** start DATASET ENTRIES **

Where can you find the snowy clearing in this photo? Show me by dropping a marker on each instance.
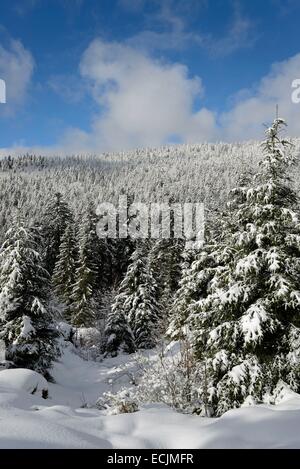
(28, 421)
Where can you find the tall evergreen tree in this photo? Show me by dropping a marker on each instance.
(56, 218)
(27, 327)
(137, 300)
(63, 278)
(246, 330)
(83, 306)
(118, 336)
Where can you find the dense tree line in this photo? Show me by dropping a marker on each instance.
(236, 299)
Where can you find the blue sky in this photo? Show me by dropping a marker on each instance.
(87, 75)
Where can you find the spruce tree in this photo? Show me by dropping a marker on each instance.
(246, 330)
(27, 326)
(63, 278)
(118, 336)
(56, 218)
(137, 300)
(83, 306)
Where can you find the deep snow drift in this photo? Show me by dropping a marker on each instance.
(65, 421)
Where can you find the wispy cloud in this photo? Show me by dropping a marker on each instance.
(16, 68)
(172, 30)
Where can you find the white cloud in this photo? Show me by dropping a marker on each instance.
(245, 120)
(16, 68)
(144, 101)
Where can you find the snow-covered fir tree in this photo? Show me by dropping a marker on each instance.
(56, 218)
(83, 305)
(27, 326)
(246, 330)
(137, 300)
(63, 278)
(118, 336)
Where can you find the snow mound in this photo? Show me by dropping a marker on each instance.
(24, 380)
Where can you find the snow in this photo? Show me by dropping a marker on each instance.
(65, 421)
(23, 380)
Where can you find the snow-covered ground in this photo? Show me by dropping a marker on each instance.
(64, 421)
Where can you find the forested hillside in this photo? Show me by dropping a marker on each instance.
(231, 305)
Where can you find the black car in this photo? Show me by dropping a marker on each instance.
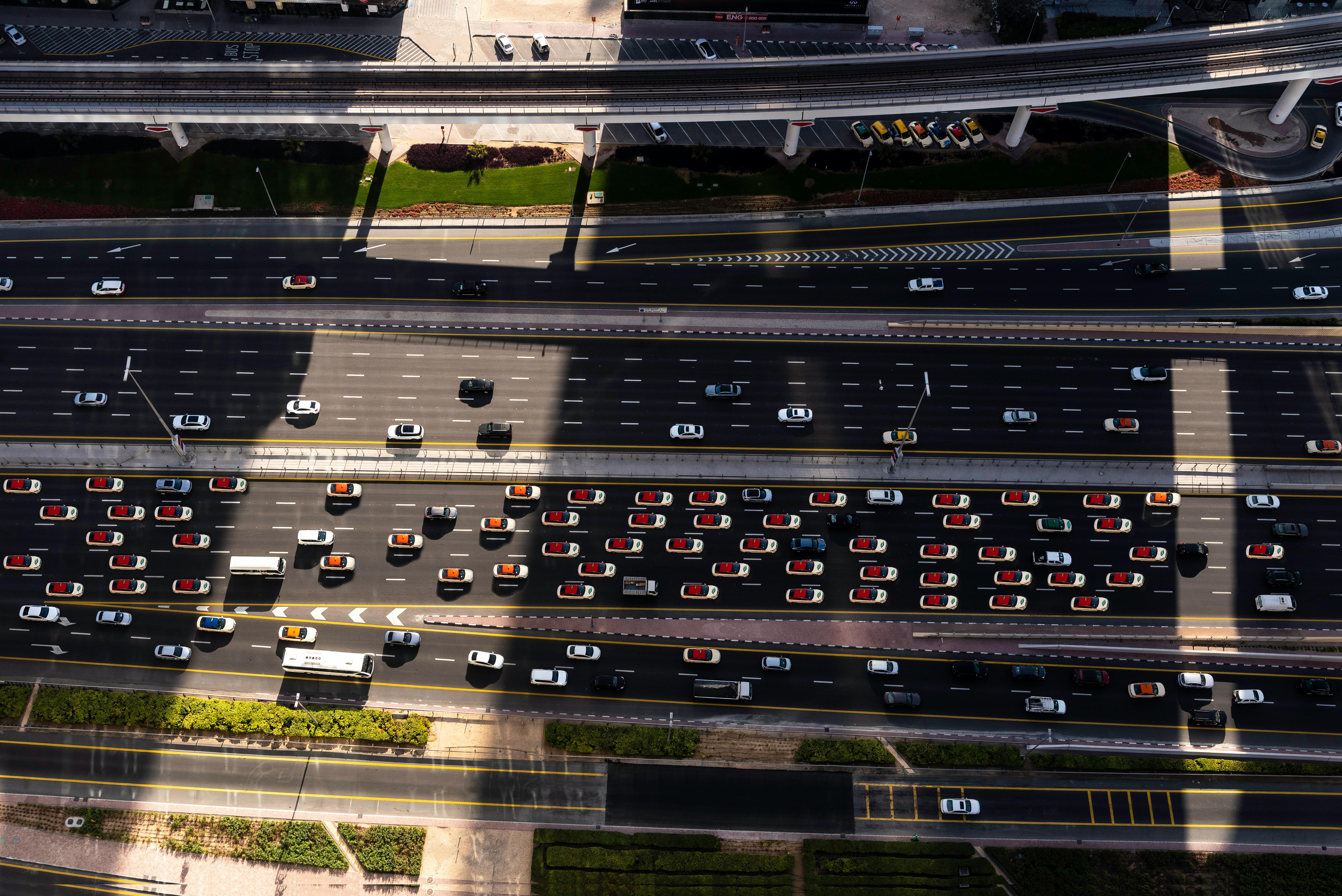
(1317, 687)
(470, 288)
(969, 670)
(902, 701)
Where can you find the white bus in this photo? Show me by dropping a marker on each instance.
(351, 666)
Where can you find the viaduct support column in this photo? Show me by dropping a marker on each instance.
(1292, 96)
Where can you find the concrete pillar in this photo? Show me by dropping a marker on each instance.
(1018, 127)
(1292, 96)
(790, 141)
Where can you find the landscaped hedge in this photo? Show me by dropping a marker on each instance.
(395, 850)
(960, 754)
(622, 740)
(819, 750)
(60, 706)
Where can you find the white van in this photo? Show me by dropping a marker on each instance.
(257, 565)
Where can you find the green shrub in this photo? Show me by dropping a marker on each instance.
(820, 750)
(622, 740)
(395, 850)
(960, 754)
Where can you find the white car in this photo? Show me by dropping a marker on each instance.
(191, 423)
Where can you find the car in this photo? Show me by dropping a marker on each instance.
(878, 573)
(470, 289)
(1274, 604)
(1046, 705)
(221, 624)
(320, 537)
(1100, 678)
(39, 614)
(486, 659)
(172, 652)
(960, 807)
(560, 518)
(1196, 681)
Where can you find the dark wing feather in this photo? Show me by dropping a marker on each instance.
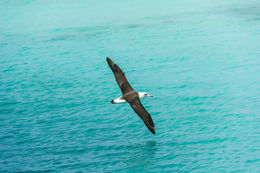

** end DATASET ENTRIES **

### WHAT YOU NEED TO DO:
Rewrite every line of the rows above as a JSON list of strings, one string per line, with blank lines skipped. Leave the pictures out.

### TASK OUTPUT:
[
  "Where can you find the snowy clearing in this photo? Show me by dropping a marker on each instance.",
  "(28, 421)",
  "Where can you find the tall evergreen tree in this photo? Show me by dropping a marker on each instance.",
  "(56, 218)",
  "(27, 327)",
  "(137, 300)",
  "(63, 278)",
  "(246, 330)",
  "(83, 306)",
  "(118, 336)",
  "Where can you find the dense tree line in this photo? Show me by dropping a marker on each instance.",
  "(236, 299)",
  "Where can you find the blue sky in this photo? Show me by dropping a marker on each instance.",
  "(87, 75)",
  "Where can you find the spruce tree in this photo? Show me by dropping a marker on each instance.",
  "(246, 330)",
  "(27, 326)",
  "(63, 278)",
  "(118, 336)",
  "(56, 218)",
  "(137, 300)",
  "(83, 306)",
  "Where can you find the deep snow drift in this photo? Show me by dropping a marker on each instance.",
  "(65, 421)",
  "Where can you find the wispy cloud in this photo? Show me by dropping a marker on each instance.",
  "(16, 68)",
  "(172, 30)",
  "Where can you find the white cloud in this photo? Show me by dropping a marker on each instance.",
  "(245, 120)",
  "(16, 68)",
  "(144, 101)",
  "Where can you find the snow-covered fir tree in this photo? Show me by dropping a marker on each instance.",
  "(56, 218)",
  "(83, 305)",
  "(27, 326)",
  "(246, 330)",
  "(137, 300)",
  "(63, 278)",
  "(118, 336)",
  "Where can you find the snow mound in this photo? Show me by dropping a marker on each instance.",
  "(24, 380)",
  "Where can you find the snow in this photo? Show me by dropping a marker on each instance.",
  "(65, 421)",
  "(23, 380)",
  "Where can you find the snow-covered ground in this photo? Show me by dropping a marker on each instance.",
  "(64, 421)",
  "Where can you find the forested hillside in this photo? Show me by dropping a marker on each instance.",
  "(231, 305)",
  "Where can you find the black car in this photo? Show me by dropping a marker on each instance.",
  "(1317, 687)",
  "(470, 288)",
  "(969, 670)",
  "(902, 701)",
  "Where can you find the white bus in this photo? Show me by dropping a marker on each instance.",
  "(351, 666)",
  "Where can you find the viaduct support column in this photo? Show me by dropping a marker on each instance.",
  "(1292, 96)",
  "Where can you find the concrete pillar in this photo? Show me by dropping a marker on each instance.",
  "(1018, 127)",
  "(1292, 96)",
  "(790, 141)",
  "Where can you find the landscaped hedge in this photo? Show me by dropping a marker on each instance.",
  "(395, 850)",
  "(960, 754)",
  "(622, 740)",
  "(819, 750)",
  "(60, 706)",
  "Where can you find the white van in this photo? Show me by dropping a marker on each instance.",
  "(257, 565)",
  "Where can you find the green shrub in this photo? Show me by dropping a marker on each instance.",
  "(820, 750)",
  "(622, 740)",
  "(395, 850)",
  "(960, 754)",
  "Where can you find the white car in this photo? Show me by dropping a marker on each instance.",
  "(191, 423)",
  "Where can you find the car in this photo? Show me by dropping a marker on each instance.",
  "(878, 573)",
  "(470, 289)",
  "(1274, 604)",
  "(1046, 705)",
  "(221, 624)",
  "(320, 537)",
  "(1100, 678)",
  "(39, 614)",
  "(486, 659)",
  "(172, 652)",
  "(960, 807)",
  "(560, 518)",
  "(1196, 681)",
  "Where can you find the dark wing feather in this photo? Show me by dropping a marker on each instance."
]